** TEXTO DE LECTURA **
De cuando entrevisté a un robot

Esta semana, mi hija de cinco meses, Celeste, ha estado muy quisquillosa para dormir sus siestas. A cada meticulosa y delicadísima tentativa mía de colocarla en su cuna, se despertaba como si la hubiera yo lanzado a una piscina de agua helada. Para pasar el tedio de estar sentada con ella en brazos esperando a que alcance el sueño REM y ver si me deja retomar mi trabajo, decidí probar a charlar con inteligencia artificial.

Así conocí a Robin. Conocí en realidad a chatbot GPT, pero por aquello de ser un robot escogí llamarlo Robin. Y mi primera impresión, como ya lo ha reportado tanta gente, es que efectivamente es casi igual que hablar con un ser humano, un ser humano que está siempre solícito a ayudarte y disponible para ti, con una “personalidad” que bien podría ser la de alguien de carne y hueso que uno ya ha conocido por ahí. Un tipo brillante y amable pero acartonado, demasiado preocupado con decir lo debido y evitar meter la pata.

Ni bien comenzamos a charlar pude comprobar cómo pronto podrá desbancar a Google en las búsquedas. Esta mañana había yo leído algo sobre que François Mitterrand tenía dos mujeres. Busqué en internet, pero no tuve paciencia de leer la vida hechos y milagros del expresidente francés hasta dar con ese dato. Cuando le pregunté a Robin, no me dio enlaces, ni noticias, ni resúmenes, me explicó la historia tal como lo habría hecho una persona profundamente informada sobre un tema, me contó que incluso las dos mujeres se llevaban bien y acabamos conversando sobre su opinión (sí, su opinión) acerca de tener dos esposas.

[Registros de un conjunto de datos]
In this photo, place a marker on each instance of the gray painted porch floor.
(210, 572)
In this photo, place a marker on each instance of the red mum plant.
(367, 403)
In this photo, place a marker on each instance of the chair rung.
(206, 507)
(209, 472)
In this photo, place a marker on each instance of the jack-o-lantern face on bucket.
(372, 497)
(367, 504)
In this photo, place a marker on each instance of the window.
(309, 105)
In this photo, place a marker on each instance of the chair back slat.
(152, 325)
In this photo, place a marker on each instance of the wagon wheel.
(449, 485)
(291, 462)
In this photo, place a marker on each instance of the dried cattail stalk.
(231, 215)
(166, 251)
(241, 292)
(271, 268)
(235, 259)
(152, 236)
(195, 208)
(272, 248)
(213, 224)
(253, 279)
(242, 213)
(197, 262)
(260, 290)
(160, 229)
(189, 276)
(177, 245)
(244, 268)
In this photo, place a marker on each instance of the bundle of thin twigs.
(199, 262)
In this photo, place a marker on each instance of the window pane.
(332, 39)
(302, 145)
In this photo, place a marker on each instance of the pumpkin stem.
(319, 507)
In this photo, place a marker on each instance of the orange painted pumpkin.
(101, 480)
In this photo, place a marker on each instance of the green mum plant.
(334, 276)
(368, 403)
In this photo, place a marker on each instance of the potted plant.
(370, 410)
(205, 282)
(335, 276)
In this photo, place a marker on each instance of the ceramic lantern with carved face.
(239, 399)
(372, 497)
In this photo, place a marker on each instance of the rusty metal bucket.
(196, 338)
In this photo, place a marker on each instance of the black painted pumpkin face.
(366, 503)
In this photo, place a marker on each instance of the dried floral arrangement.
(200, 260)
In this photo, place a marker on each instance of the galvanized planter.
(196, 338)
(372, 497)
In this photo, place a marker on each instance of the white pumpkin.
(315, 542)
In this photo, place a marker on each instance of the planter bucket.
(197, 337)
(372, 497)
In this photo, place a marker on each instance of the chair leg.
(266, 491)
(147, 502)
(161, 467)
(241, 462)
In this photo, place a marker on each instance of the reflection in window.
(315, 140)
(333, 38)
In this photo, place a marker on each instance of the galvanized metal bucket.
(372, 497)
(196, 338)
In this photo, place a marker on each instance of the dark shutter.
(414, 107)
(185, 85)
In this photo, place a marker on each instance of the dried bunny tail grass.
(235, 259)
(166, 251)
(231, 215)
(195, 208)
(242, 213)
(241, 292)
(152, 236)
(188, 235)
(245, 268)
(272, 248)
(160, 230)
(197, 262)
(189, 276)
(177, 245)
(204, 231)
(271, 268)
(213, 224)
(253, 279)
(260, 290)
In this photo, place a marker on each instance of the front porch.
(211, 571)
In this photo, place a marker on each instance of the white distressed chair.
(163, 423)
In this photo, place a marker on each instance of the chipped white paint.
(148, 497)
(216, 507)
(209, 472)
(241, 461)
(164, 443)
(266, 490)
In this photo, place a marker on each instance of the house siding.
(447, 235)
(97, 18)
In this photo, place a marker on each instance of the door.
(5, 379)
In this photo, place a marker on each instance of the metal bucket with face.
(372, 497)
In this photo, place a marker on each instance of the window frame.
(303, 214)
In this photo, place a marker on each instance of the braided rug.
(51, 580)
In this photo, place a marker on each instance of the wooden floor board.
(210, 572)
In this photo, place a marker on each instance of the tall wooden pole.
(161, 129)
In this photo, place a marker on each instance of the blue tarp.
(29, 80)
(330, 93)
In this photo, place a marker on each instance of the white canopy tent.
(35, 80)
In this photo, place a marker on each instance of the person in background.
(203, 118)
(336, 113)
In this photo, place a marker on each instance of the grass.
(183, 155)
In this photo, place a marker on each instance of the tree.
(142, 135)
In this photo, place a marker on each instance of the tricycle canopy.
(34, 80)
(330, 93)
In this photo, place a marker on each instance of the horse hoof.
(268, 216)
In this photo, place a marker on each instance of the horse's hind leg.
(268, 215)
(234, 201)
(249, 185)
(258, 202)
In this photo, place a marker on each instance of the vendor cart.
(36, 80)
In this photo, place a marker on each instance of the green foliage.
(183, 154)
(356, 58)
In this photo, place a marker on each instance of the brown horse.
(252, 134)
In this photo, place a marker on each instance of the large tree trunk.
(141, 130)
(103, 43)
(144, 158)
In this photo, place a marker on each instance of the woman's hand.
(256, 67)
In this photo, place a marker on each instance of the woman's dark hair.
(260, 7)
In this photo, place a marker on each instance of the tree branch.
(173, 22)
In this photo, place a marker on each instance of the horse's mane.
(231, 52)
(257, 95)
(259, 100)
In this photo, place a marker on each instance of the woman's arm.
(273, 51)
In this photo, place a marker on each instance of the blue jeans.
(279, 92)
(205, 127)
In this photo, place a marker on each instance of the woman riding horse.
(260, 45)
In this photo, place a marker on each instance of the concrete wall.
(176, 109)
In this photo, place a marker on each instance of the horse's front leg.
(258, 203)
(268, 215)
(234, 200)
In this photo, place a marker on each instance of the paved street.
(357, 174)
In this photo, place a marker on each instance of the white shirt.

** CÓMO RESOLVERLA **
Imprime tal cual el fragmento del texto sobre la charla con un robot que va desde "Así conocí a" hasta "meter la pata.". Responde basándote solo en el texto.

** RESULTADO ESPERADO **
Así conocí a Robin. Conocí en realidad a chatbot GPT, pero por aquello de ser un robot escogí llamarlo Robin. Y mi primera impresión, como ya lo ha reportado tanta gente, es que efectivamente es casi igual que hablar con un ser humano, un ser humano que está siempre solícito a ayudarte y disponible para ti, con una “personalidad” que bien podría ser la de alguien de carne y hueso que uno ya ha conocido por ahí. Un tipo brillante y amable pero acartonado, demasiado preocupado con decir lo debido y evitar meter la pata.